### [EXTRACTED INFORMATION]
==============================
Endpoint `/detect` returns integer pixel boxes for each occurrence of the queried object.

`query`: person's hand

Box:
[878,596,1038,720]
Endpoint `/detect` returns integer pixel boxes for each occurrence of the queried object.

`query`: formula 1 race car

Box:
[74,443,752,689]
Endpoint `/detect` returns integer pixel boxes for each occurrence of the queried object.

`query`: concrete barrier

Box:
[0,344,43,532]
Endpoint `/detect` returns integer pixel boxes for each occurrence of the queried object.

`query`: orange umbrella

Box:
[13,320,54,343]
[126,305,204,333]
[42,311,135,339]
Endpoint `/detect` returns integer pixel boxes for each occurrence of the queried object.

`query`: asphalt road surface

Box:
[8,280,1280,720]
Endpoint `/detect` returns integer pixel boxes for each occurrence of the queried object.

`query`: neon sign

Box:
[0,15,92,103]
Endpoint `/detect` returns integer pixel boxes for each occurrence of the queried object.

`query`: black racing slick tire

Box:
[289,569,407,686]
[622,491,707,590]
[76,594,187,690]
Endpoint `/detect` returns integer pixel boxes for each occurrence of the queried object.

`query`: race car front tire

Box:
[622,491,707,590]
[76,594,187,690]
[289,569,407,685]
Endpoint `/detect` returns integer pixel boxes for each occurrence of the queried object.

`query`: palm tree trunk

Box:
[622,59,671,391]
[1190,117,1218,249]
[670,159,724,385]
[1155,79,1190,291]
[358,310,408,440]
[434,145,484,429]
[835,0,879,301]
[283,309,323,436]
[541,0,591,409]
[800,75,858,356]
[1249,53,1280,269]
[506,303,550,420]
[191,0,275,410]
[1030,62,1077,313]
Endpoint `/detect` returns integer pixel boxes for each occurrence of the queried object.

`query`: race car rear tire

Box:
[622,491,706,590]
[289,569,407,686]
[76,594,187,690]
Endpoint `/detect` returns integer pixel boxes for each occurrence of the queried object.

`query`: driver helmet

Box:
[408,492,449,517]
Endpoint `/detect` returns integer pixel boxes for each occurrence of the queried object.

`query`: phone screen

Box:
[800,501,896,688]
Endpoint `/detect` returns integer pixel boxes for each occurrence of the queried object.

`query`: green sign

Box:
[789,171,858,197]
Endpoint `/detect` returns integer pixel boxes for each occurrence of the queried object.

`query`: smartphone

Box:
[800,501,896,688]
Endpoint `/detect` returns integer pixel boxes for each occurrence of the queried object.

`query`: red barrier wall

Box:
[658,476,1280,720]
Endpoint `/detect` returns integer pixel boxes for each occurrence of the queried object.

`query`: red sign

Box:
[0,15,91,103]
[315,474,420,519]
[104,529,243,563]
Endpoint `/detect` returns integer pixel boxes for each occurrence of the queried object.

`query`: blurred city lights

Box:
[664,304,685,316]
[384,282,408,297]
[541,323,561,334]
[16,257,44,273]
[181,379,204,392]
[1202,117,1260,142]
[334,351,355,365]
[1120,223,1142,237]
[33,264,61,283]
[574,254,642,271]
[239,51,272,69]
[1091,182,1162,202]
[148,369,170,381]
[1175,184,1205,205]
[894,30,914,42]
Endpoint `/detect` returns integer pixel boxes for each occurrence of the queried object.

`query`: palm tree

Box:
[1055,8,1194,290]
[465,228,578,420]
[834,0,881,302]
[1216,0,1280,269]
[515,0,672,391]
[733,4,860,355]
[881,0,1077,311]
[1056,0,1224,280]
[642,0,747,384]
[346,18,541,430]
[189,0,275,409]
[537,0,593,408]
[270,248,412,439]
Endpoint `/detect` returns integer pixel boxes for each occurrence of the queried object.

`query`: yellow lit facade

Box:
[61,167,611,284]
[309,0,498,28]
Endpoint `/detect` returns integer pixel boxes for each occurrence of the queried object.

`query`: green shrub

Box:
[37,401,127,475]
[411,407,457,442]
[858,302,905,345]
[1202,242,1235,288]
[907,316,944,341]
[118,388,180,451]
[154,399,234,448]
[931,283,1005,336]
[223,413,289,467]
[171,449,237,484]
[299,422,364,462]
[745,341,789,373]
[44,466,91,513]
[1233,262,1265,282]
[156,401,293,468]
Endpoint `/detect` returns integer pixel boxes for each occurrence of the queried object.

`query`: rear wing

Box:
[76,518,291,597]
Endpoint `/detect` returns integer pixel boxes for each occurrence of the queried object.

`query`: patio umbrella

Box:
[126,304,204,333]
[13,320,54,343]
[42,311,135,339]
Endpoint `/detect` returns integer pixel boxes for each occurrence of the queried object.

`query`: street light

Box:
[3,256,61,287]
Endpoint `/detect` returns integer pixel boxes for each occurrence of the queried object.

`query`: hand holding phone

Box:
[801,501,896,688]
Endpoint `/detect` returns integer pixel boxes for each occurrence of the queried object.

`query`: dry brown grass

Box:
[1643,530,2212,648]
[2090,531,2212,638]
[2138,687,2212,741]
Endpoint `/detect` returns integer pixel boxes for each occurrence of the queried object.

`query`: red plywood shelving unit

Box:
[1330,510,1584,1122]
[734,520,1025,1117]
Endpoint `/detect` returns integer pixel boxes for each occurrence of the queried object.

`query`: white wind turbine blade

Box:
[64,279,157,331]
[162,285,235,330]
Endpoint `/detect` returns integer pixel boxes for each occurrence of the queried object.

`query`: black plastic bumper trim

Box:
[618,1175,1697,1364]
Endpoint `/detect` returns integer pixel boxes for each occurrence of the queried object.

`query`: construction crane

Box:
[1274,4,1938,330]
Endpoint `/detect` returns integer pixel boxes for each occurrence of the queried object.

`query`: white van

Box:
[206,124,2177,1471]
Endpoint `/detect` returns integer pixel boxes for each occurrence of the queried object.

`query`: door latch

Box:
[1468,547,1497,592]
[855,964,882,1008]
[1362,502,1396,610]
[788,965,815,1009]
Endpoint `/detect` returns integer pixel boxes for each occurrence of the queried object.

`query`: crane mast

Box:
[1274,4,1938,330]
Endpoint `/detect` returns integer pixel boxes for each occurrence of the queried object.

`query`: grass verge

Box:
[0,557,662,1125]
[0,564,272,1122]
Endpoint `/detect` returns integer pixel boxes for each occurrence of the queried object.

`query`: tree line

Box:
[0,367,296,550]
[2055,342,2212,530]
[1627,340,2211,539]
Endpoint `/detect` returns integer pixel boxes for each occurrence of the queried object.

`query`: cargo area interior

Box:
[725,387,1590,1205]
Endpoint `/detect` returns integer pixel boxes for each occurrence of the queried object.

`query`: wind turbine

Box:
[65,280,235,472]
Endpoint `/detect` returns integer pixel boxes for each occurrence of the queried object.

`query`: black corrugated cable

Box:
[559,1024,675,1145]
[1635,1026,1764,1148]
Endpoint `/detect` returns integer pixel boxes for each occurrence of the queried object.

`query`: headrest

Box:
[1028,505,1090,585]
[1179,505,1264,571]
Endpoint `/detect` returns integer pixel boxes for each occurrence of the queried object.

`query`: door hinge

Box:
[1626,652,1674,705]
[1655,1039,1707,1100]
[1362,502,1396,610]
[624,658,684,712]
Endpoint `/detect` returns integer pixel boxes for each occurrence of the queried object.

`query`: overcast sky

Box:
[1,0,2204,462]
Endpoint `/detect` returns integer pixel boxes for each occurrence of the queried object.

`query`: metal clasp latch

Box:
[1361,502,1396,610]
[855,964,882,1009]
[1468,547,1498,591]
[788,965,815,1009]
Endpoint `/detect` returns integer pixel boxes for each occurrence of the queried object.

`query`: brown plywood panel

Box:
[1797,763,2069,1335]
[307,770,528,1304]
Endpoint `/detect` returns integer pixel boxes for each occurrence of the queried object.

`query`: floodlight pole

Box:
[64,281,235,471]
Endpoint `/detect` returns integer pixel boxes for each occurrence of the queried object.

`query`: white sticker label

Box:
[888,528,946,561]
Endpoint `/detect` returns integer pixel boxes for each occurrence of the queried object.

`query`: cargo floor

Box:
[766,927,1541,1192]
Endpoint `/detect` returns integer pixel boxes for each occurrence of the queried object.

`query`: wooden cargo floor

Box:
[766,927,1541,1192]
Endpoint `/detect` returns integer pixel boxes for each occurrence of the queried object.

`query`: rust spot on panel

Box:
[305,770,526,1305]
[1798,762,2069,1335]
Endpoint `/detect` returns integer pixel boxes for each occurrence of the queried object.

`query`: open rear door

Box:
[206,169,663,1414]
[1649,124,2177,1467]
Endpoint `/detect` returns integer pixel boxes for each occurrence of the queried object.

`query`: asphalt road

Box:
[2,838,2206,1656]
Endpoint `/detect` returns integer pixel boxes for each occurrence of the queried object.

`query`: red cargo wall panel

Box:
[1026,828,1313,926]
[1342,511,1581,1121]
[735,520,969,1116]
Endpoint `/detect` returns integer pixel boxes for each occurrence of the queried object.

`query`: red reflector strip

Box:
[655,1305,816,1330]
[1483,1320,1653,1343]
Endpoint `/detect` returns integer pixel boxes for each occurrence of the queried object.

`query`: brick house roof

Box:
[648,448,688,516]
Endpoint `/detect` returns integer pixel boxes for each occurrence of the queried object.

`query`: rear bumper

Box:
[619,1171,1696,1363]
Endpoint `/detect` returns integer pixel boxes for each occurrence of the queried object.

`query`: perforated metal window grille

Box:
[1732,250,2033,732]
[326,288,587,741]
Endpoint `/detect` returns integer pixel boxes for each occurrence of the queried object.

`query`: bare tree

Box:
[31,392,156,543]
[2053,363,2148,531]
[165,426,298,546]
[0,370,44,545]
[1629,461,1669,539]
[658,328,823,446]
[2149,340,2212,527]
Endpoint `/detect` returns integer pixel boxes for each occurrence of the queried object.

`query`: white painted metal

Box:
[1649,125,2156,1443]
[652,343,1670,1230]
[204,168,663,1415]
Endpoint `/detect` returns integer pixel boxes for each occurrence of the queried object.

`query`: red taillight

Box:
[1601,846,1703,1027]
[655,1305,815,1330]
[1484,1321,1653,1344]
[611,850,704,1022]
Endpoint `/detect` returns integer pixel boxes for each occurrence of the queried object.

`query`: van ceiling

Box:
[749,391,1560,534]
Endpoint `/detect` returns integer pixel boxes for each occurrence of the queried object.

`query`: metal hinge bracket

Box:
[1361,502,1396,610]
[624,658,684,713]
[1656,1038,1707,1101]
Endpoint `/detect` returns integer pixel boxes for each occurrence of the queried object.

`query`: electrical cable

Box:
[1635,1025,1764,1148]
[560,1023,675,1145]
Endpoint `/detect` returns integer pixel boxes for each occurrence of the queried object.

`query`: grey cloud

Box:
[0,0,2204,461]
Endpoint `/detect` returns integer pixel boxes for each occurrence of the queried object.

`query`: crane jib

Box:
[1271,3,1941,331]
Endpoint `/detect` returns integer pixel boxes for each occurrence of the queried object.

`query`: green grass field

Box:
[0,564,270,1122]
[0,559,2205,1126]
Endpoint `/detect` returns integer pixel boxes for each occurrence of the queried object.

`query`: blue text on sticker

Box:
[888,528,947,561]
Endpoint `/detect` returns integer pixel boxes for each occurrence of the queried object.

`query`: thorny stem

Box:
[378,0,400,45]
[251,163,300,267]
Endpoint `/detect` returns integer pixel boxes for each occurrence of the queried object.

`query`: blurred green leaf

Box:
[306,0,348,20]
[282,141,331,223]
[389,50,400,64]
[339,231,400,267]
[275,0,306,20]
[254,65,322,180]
==============================
### [WHAT IS BEING ASKED]
Search the data for the string "plywood" and say how many lines include it, giving only the number.

### [YOUR RESPONSE]
2